**Given request:**
Repeat, line for line, the entries printed below.

___ Stored data ___

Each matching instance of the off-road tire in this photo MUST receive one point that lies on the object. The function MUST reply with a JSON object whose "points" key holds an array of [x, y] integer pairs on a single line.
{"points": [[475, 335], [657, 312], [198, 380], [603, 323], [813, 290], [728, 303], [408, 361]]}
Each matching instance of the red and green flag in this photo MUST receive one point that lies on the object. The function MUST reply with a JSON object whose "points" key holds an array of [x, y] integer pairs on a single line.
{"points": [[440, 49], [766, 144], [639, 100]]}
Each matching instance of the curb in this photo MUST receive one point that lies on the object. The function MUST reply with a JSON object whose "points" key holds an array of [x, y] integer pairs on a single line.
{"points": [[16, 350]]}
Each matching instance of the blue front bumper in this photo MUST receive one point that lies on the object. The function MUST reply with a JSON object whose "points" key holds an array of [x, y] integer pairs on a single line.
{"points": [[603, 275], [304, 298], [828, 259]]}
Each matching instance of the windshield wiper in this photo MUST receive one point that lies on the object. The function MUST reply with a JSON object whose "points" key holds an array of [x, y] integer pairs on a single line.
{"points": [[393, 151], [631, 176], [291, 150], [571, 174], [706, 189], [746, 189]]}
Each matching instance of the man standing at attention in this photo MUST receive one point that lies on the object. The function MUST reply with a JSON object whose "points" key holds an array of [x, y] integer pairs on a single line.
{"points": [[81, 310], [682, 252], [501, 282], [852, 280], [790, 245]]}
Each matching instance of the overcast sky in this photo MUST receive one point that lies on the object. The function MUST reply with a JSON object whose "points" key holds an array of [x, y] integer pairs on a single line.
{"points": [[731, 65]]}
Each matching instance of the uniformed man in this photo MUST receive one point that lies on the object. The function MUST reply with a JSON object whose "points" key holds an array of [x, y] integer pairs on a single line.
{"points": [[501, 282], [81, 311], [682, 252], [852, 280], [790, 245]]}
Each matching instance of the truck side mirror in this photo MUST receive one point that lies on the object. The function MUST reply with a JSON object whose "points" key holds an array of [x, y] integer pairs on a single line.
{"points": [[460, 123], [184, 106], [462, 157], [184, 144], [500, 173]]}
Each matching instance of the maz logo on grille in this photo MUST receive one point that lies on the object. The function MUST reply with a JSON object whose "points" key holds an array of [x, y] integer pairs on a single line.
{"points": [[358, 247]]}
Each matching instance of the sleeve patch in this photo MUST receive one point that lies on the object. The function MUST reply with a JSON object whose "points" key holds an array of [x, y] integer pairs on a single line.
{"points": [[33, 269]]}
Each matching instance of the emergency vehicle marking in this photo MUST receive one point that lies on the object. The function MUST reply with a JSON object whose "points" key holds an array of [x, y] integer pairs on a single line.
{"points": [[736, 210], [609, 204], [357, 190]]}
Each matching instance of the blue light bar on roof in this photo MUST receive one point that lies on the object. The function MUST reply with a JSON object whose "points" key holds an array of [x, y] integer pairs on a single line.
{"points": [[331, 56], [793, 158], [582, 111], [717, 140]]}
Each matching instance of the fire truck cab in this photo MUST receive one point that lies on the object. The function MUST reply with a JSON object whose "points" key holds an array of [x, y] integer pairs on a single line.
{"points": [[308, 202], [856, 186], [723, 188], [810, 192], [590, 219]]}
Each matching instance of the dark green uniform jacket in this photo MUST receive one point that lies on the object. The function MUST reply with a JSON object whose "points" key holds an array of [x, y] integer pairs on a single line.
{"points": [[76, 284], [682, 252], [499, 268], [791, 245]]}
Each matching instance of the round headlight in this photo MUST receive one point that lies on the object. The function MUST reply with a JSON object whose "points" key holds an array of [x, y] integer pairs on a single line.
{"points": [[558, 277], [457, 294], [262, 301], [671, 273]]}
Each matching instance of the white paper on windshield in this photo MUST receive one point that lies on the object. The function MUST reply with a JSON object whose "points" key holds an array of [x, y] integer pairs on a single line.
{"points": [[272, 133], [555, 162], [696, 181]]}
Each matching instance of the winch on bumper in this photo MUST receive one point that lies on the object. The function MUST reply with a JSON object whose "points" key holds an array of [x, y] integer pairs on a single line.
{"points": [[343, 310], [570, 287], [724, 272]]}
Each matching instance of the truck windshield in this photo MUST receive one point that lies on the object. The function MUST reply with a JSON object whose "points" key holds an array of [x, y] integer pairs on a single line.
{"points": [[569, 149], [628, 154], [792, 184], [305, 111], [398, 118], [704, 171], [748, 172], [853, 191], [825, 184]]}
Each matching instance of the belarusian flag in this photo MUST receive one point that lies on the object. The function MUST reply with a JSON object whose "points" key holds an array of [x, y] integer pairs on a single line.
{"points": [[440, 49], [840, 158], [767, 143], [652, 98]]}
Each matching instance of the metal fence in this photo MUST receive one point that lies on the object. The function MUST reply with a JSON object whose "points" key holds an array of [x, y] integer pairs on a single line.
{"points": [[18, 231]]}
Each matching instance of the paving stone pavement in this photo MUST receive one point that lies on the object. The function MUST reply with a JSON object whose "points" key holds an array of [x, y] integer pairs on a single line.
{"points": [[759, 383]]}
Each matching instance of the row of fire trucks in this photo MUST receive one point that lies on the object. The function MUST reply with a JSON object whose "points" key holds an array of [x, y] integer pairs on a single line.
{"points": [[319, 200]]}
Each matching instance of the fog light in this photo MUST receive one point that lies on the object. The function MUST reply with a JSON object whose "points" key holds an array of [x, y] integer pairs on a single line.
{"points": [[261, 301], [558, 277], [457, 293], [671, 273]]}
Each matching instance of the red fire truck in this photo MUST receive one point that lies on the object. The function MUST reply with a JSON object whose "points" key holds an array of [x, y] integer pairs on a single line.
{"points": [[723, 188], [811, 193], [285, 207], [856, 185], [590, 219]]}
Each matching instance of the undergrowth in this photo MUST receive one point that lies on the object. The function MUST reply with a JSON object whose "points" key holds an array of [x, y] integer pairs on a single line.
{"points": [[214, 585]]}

___

**The answer:**
Each matching instance of the off-road tire in this photo MUST receive one point that lies on the object. The function MUST reply with a JSON object whose "points" key holds an array of [x, y] integer pairs on a single line.
{"points": [[475, 335], [657, 312], [198, 380], [603, 323], [813, 290], [728, 303], [408, 361]]}
Each matching instance of the red and green flag in this photo MUST receive one point that lies on the object. The function MUST reply with a JSON object whose "points" key holds an array of [x, y] integer pairs on a single line.
{"points": [[440, 49], [766, 144], [639, 100]]}
Each matching instance of the curb in this photo MUST receive one point that lies on the object. The function MUST reply with a JSON object whose "points" key holds an array of [x, y] integer pairs on a single line.
{"points": [[16, 350]]}
Each matching instance of the blue front bumper in this photo MUST receive one point that lies on the object. The function MUST reply with a JSON object whose "points" key holds an array of [x, y] integer pairs on a single line.
{"points": [[603, 275], [304, 298], [828, 259]]}
Each matching instance of the windshield wiper in this photo MUST receive one point that lies on the object. The function MUST reply with a JSON object whose "points" key holds an array of [x, y] integer pairs on a single line.
{"points": [[393, 151], [631, 176], [291, 150], [571, 174], [706, 189], [746, 189]]}
Each matching instance of the man standing at attention in this photo MUST receive one point that lies on the object. The function MUST reply with a JSON object whose "points" key holds an array of [x, y] integer pairs on a single line.
{"points": [[81, 310], [682, 252], [501, 282], [852, 280], [790, 245]]}
Each matching instance of the overcast sky in this photo MUST receive one point that lies on the object. The function MUST reply with a JSON object whose "points" key holds an array of [x, y] integer pairs on a single line.
{"points": [[731, 65]]}
Each matching instance of the uniformed man in this photo MUST receive one point that lies on the object. The function MUST reply with a JSON object whose "points" key holds an array of [x, y] integer pairs on a single line.
{"points": [[501, 282], [81, 311], [682, 252], [852, 280], [790, 245]]}
Each matching instance of the truck side mirror in this photo MUST receive one point that lies on the object. The function MUST reply with a JSON object whose "points" key holds an array of [x, y] integer pairs on a single line.
{"points": [[460, 123], [184, 106], [462, 157], [184, 144], [500, 173]]}
Each matching instance of the maz logo on grille in this photo MUST receive one point that lies on the object. The function MUST reply with a JSON object whose "points" key holds an array of [x, y] integer pairs on a single line.
{"points": [[358, 247]]}
Each matching instance of the sleeve patch in this photo MUST receive one point that lies on the object. The function MUST reply with a JSON object whose "points" key holds an array of [x, y] integer pairs on a single line.
{"points": [[33, 269]]}
Each matching instance of the emergency vehicle marking in this photo MUST receive one point that lies on the object. The function MUST reply with a JSON object whose "points" key holds an array of [x, y] integer pairs on a single line.
{"points": [[736, 210], [609, 204], [357, 190]]}
Each matching instance of the blue light bar on roof in this photo MUST receive one point that lies on the object. The function MUST reply with a JSON object whose "points" key holds an array of [x, y] integer pairs on a single line.
{"points": [[331, 56], [793, 158], [582, 111], [717, 140]]}
Each matching instance of the fire truck cab in this photo MUST receive one point that lies on the object. The function MUST reply with a JSON object whose "points" key holds an array of [x, y] integer pairs on a single line.
{"points": [[308, 202], [856, 186], [723, 188], [810, 192], [590, 219]]}
Each matching instance of the dark green uniform jacket in this photo MUST receive one point that lies on the object. The function MUST reply with a JSON object whose "points" key holds an array of [x, y] integer pairs on a single line.
{"points": [[76, 284], [682, 252], [499, 268], [791, 245]]}
Each matching instance of the round headlight in this photo MUST receive one point that lies on the object. The function MUST reply with a JSON object whose "points" key holds an array of [x, y] integer pairs on a single line.
{"points": [[558, 277], [457, 294], [262, 301], [671, 273]]}
Each matching instance of the white paper on windshield in this photo MUST receive one point that lies on the object. The function MUST reply with a JSON object whose "points" key holds an array of [x, y] integer pairs on a single line.
{"points": [[272, 133], [555, 162], [696, 181]]}
Each matching instance of the winch on bumper in this photo MUST receive one point that lies on the object. The function MUST reply with a JSON object whose "points" key holds an array of [x, y] integer pairs on a single line.
{"points": [[343, 310], [570, 287], [724, 272]]}
Each matching instance of the truck windshield in this photo MUST receive one point that lies on the object. The function MUST reply with a JSON object whose "points" key holds an array of [x, y] integer pairs on a single line.
{"points": [[569, 149], [628, 154], [792, 184], [305, 111], [398, 118], [704, 171], [748, 172], [853, 191], [825, 184]]}
Each matching instance of the belarusian flag in this photo MUST receive one point that lies on the object. The function MUST reply with a JSON object whose "points" key holds an array of [x, y] integer pairs on a single line.
{"points": [[440, 49], [840, 158], [767, 143], [652, 98]]}
Each matching instance of the metal fence in this photo MUST receive one point that lies on the object. The function MUST reply with a JSON object whose "points" key holds an array of [x, y] integer pairs on a single line.
{"points": [[18, 231]]}
Each matching instance of the paving stone pavement in this photo MUST receive one point that lies on the object. The function MUST reply with a JSON object whose "points" key holds an array of [x, y] integer pairs on a single line.
{"points": [[759, 383]]}
Each matching instance of the row of fire trucks in this photo MUST receive one point that lies on the object. The function MUST reply with a JSON object whose "points" key holds an array of [x, y] integer pairs on a single line.
{"points": [[319, 200]]}
Each matching instance of the fog light in this photo MUST receive one point that lies on the object. The function MUST reply with a JSON object whose "points" key holds an array of [x, y] integer pairs on a single line.
{"points": [[261, 301], [558, 277], [457, 293], [671, 273]]}
Each matching instance of the red fire truck in this photo MUST receive one point that lies on the object. The function MUST reply with a JSON object whose "points" key holds an array of [x, y] integer pairs on a single line.
{"points": [[723, 188], [811, 193], [285, 207], [856, 185], [590, 219]]}
Each matching instance of the undergrowth in this photo MUST receive one point that lies on the object. The function MUST reply with a JSON object whose "points" key holds an array of [x, y] integer pairs on a single line.
{"points": [[214, 585]]}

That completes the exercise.